Excerpt to read:
In addition to this bred doe (almost 3 months along and I really didn't want to sell her but they offered me a LOT of money) they also bought a Full Blood Boer buck, with traditional horns, two unbred does, and a bred yearling doe to start their herd.

3 months later, the wife calls me (I am thinking she is calling to tell me # of kids and sexes) and starts bawling over the phone. Turns out that 3 weeks after purchasing this doe, they put a dog collar on her (they couldn't find a chain collar at the feed store). A week later, they found her hanging by the collar from the bucks' horns, strangled and being dragged about the pasture as he walked. 

I have heard of goats getting caught on t-posts and those dog collars not breaking. 

Just sayin'.


----------



## sammyd (Mar 11, 2007)

all collars all the time


----------



## secretcreek (Jan 24, 2010)

I had a horse die from getting it's halter caught. That set me straight for life on no halters or collars when an animal is not being supervised. Obviously you need to train an animal to a collar and lead, but I'll never leave a collar on an animal...IMO...why in the world take a chance? This is me talking about a small herd of imprinted -hand raised/bottle fed goats that act like puppies. Not a herd of unsocialized boers. Goats get into too much trouble without help. I've had too many friends tell of losing their animals to choking from getting horns, legs, branches, fencing etc. 

I will never tie a goat out either unless I am right there within sight, such as high or low lining when we take our packgoats out on a camping trip. Even when you are watching they get get hung up easily enough.

scrt crk


----------



## Kshobbit (May 14, 2002)

I use dog collars even on the buck as it gives me a handle to hold him. All my goats that stay in the herd will eventually have a collar. Same thing for my dogs. They need a place to hang their dog tags.


----------



## Ranger (Aug 6, 2010)

No collars, halters, etc. on any of my animals. I've seen too many deaths and injuries from them, including a neighbor's donkey that strangled when her halter got hung up.


----------



## KrisD (May 26, 2011)

My goats where collars, my dogs wear collars and my cats wear collars. I had a horse impale himself on a T-post I will still use T-post fencing. It was a freak accident! I also had a dog near strangle herself trying to get a ball from the back side of the water heater, she got it caught on a valve. Another freak accident at least I was there and could help her. My dogs still wear their collars. 
My goat kids wear break away dog and cat collars for the first few weeks, I then use collars with cheap plastic buckles so just in case they break away easily. I tried the plastic chain ones and the dang goats would get them off and loose them. I would have to own stock in the company to be able to afford them at the rate they lost them.


----------



## farmmom (Jan 4, 2009)

For now, my goats have dog collars with the safety clips on them. They are however, only on pasture. Once my whole property is fenced and they are able to get into the woods, I'll be switching to the plastic chain. I like having something on them to hold them by in the pasture in case I forget to bring something with me, or notice something needing checked while I'm down there.


----------



## SilverFlame819 (Aug 24, 2010)

For me, the issue was ID. I have always lived in the middle of nowhere, and if anything gets out, I need a way for them to come home. I have never had an animal hang up on a fence except for sticking its head through a hole. All my livestock have always worn ID. Even my horses had the slide-on tags that went onto the piece that slides over the crown, so if someone attempted to remove the halter, the tag would slide off into their hands. My main concern for the sheep was that they could easily jump over my head, and when chased, they would clear fences like deer, so I was worried about losing one. The concern with the goats was that they try to get out of everything. Dogs wear ID every time they go outside. I take the collars off in the house because I hate the jingling, but when I leave the house (and they stay here), I put their collars on before I leave, in case of emergency. 

I do know lots of people who put choke chains on their dogs and goats _and leave them on_. Serious pet peeve of mine. How many thousands of animals die because people leave chokers on them unsupervised? Drives me nuts! And nothing you can say will change their minds until they come home and find their animal hanging from something dead, and at that point, it's too late.  Choke chains are for training and showing, NOT for a fashion statement!


----------

Dataset content:

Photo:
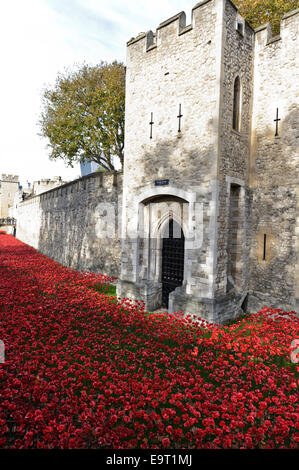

Problem:
Answer these questions about the goat collar discussion.
1. Why did the buyers put a dog collar on the doe instead of a chain collar?
2. What animal belonging to Ranger's neighbor strangled when its halter got hung up?
3. Why does SilverFlame819 take the dogs' collars off in the house?

Finished exercise:
1. They couldn't find a chain collar at the feed store.
2. A donkey.
3. SilverFlame819 hates the jingling.